• Exercise goal: Can you print, verbatim, the lines of the records from the line containing "In this photo, where can the vertical" up to and including the line containing "pixel 246 430", and only those lines?

• Task inputs:
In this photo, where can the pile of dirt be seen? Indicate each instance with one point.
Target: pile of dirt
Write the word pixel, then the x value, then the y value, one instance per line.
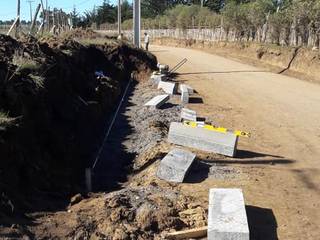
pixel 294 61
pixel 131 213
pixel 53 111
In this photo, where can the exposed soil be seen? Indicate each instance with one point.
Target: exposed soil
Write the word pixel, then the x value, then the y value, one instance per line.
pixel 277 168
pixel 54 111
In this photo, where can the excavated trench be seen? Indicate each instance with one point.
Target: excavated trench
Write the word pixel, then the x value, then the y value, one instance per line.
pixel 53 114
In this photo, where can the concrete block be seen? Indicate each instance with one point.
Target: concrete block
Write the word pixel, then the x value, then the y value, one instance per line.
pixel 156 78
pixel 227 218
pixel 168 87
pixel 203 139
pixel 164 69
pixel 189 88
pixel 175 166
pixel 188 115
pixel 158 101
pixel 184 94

---

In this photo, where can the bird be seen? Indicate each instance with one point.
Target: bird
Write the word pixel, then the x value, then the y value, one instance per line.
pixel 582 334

==

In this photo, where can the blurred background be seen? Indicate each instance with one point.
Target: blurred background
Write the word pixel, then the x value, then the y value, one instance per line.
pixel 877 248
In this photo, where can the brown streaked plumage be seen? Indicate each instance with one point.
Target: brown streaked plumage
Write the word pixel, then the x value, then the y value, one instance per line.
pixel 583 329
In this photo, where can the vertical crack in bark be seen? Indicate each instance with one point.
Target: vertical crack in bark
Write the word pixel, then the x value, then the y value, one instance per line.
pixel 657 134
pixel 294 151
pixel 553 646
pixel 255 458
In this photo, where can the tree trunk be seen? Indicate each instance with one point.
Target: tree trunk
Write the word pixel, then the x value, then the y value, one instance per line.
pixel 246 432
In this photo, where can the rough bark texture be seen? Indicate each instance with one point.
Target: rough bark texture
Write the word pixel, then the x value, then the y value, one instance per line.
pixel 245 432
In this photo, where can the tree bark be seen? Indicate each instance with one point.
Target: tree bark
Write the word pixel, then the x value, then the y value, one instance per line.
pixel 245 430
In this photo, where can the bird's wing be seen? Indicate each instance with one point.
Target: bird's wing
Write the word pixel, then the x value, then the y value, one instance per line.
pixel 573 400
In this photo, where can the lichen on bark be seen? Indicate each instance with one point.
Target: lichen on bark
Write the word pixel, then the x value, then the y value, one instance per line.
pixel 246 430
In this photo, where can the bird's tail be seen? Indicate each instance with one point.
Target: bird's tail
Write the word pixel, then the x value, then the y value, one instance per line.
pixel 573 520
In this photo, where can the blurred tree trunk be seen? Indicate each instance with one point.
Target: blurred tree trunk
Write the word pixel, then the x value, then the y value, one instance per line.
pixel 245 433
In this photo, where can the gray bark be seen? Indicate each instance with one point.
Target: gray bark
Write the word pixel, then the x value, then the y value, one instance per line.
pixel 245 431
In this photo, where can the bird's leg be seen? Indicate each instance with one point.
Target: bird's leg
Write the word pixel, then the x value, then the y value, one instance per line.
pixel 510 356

• Result:
In this photo, where can the vertical crack in bark be seen? Indicate each instance with one point.
Target: vertical crack in bark
Write the word pixel, then the x value, then the y value, one instance per line.
pixel 657 134
pixel 294 151
pixel 553 646
pixel 255 458
In this photo, where can the tree trunk be seen? Indicate each instance with one point.
Target: tree trunk
Write the word pixel, then the x value, then the y value, one instance per line.
pixel 246 432
In this photo, where can the rough bark texture be seen? Indicate each instance with one point.
Target: rough bark texture
Write the word pixel, then the x value, then the y value, one instance per line.
pixel 245 432
In this photo, where can the tree bark be seen? Indicate each instance with one point.
Target: tree bark
Write the word pixel, then the x value, then the y value, one instance per line.
pixel 245 430
In this photo, where can the bird's wing be seen? Indicate each instance with one point.
Target: bird's wing
Write the word pixel, then the x value, then the y value, one instance per line.
pixel 573 400
In this photo, where can the lichen on bark be seen? Indicate each instance with one point.
Target: lichen on bark
Write the word pixel, then the x value, then the y value, one instance per line.
pixel 246 430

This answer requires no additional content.